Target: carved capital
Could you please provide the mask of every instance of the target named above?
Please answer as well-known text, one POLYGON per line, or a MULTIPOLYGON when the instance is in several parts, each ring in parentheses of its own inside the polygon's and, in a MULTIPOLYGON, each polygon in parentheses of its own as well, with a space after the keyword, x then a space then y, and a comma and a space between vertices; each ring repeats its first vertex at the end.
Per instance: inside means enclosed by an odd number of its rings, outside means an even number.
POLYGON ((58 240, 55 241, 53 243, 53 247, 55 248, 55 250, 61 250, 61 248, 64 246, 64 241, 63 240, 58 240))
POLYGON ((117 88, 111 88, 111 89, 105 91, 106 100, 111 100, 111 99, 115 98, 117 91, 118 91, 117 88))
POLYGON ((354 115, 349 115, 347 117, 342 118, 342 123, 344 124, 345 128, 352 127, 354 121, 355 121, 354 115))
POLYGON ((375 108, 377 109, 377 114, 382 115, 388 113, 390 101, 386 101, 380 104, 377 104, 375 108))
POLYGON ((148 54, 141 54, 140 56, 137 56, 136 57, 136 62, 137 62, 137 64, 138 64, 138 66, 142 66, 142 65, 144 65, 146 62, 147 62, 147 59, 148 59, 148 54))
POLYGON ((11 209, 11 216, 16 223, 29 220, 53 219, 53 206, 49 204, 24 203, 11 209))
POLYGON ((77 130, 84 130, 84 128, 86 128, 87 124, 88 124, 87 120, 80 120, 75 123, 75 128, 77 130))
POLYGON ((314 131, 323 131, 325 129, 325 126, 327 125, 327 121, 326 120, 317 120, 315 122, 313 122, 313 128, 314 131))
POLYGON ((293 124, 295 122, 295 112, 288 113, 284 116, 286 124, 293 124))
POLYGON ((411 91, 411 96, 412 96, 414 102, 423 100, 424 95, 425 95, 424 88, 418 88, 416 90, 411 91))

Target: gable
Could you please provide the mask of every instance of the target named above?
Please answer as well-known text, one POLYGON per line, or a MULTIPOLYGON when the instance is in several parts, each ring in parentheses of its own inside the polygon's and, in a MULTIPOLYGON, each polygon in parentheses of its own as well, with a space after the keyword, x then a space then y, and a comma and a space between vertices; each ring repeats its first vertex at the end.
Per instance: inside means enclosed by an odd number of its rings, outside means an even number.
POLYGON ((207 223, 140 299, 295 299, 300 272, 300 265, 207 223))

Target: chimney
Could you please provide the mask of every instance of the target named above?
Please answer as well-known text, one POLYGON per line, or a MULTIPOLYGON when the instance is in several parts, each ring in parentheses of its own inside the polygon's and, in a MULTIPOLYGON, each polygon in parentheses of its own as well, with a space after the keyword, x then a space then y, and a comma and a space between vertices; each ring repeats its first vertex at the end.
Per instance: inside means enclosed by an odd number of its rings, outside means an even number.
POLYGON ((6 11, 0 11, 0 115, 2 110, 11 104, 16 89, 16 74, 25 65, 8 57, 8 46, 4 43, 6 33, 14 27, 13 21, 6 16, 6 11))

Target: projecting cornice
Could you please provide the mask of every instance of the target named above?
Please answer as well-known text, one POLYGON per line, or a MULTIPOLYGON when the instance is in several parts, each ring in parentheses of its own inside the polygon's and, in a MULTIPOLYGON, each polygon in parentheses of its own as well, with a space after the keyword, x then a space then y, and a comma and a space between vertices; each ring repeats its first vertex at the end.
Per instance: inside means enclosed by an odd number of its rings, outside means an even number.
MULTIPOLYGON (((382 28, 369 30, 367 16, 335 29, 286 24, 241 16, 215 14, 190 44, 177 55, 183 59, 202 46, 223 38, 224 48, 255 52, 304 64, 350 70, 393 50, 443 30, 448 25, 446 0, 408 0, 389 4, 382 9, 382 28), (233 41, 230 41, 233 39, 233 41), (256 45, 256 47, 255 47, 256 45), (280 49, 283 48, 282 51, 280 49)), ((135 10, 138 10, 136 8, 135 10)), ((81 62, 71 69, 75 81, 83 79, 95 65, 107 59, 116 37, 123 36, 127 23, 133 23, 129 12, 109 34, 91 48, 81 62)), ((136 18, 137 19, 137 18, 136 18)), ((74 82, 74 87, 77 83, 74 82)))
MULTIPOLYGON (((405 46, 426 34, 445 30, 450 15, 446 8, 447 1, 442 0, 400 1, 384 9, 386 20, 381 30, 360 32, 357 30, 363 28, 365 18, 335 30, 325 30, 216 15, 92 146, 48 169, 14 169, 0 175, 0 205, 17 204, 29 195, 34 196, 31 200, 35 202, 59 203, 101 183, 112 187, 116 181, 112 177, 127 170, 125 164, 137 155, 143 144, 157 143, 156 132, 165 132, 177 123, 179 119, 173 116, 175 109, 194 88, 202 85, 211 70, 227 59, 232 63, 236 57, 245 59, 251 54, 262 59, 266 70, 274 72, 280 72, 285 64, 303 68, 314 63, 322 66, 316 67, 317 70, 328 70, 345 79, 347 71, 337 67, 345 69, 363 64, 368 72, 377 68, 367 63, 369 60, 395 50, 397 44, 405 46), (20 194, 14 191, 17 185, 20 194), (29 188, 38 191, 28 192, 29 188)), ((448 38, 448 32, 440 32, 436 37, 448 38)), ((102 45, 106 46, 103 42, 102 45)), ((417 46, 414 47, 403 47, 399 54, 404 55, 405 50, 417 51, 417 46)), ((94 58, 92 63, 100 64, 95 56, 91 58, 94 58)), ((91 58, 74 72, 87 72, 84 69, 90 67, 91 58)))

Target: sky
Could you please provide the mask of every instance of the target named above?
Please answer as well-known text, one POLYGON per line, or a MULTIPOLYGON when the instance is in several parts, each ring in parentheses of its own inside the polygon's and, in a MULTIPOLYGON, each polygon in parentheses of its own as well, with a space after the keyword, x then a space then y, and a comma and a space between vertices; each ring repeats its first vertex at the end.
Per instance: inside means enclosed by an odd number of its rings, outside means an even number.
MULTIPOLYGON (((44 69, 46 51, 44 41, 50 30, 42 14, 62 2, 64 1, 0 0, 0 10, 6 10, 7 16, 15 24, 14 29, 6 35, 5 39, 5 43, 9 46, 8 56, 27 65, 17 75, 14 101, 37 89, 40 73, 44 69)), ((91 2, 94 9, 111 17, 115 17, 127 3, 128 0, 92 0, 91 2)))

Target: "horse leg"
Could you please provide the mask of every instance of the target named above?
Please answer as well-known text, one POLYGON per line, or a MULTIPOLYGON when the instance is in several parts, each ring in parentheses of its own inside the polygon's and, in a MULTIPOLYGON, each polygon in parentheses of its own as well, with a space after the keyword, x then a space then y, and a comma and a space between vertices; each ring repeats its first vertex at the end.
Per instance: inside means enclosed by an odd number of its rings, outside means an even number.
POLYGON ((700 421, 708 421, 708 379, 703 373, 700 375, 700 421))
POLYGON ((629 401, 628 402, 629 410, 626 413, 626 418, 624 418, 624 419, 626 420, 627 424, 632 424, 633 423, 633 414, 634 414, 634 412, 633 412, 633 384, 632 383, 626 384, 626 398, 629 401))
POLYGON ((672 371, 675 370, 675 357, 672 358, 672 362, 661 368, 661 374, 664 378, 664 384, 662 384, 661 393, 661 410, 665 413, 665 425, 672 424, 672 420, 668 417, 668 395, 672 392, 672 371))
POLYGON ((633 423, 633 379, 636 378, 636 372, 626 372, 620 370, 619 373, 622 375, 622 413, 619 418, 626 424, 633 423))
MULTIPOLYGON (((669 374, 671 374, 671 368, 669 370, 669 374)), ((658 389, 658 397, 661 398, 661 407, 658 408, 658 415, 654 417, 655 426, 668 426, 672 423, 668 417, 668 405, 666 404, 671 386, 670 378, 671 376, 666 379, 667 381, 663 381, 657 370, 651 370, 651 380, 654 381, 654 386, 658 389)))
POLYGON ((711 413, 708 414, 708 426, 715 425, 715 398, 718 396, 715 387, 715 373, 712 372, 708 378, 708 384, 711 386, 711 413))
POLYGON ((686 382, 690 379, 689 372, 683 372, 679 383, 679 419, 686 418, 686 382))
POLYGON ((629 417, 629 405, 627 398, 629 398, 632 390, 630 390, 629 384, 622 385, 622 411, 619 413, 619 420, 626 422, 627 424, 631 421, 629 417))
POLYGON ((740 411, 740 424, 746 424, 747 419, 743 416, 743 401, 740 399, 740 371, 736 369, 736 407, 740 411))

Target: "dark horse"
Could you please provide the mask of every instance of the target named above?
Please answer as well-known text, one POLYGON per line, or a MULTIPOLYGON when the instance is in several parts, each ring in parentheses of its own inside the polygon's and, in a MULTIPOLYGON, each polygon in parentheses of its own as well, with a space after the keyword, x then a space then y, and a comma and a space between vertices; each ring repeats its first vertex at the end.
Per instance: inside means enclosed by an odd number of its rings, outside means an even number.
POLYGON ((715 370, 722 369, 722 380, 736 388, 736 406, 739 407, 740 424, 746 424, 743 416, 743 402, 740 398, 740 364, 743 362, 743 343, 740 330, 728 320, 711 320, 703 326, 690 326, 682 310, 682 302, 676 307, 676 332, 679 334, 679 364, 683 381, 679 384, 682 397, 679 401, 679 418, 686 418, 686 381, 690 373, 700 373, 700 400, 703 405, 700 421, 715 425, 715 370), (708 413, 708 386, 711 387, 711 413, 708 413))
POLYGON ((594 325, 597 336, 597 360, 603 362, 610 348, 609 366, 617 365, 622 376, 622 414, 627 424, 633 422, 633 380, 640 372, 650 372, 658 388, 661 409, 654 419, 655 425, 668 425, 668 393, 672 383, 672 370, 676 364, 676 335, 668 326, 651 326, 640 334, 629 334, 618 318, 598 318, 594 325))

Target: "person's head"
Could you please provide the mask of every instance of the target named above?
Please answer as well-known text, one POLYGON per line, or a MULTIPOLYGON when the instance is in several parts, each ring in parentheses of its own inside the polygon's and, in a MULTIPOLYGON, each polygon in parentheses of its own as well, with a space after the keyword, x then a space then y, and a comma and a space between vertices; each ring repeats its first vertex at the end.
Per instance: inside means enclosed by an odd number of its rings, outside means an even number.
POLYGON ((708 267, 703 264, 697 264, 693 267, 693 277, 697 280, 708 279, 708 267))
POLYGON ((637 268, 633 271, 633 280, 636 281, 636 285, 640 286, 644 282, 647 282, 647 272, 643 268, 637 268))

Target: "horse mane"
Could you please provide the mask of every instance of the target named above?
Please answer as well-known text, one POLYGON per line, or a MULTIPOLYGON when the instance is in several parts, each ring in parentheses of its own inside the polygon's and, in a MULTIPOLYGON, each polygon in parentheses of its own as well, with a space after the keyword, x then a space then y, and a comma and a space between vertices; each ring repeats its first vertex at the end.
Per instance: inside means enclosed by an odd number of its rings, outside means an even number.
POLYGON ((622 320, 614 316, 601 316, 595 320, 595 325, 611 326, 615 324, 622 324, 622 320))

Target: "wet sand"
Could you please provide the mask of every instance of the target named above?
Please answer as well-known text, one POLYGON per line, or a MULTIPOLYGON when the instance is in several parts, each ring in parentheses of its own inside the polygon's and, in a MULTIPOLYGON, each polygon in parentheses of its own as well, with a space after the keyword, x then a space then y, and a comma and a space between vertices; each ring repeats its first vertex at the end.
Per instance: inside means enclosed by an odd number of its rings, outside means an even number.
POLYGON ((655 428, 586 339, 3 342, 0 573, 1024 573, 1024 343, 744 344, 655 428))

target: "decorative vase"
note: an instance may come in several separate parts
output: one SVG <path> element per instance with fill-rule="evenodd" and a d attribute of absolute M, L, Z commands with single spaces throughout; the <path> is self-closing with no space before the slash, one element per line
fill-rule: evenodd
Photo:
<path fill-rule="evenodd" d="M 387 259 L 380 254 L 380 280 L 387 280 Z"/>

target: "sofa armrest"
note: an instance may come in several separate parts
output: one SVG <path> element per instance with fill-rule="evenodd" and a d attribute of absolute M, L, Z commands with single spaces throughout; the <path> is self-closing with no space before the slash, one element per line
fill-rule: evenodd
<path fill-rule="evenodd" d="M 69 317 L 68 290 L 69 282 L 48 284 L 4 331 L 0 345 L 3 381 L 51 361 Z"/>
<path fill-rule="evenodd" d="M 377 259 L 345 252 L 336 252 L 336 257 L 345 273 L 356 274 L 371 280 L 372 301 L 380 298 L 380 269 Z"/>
━━━━━━━━━━━━━━━━━━━━
> _What the exercise asks_
Look through the data above. Find each line with the string "horse" and copy it.

> _Result_
Target: "horse leg"
Target: "dark horse"
Target: "horse mane"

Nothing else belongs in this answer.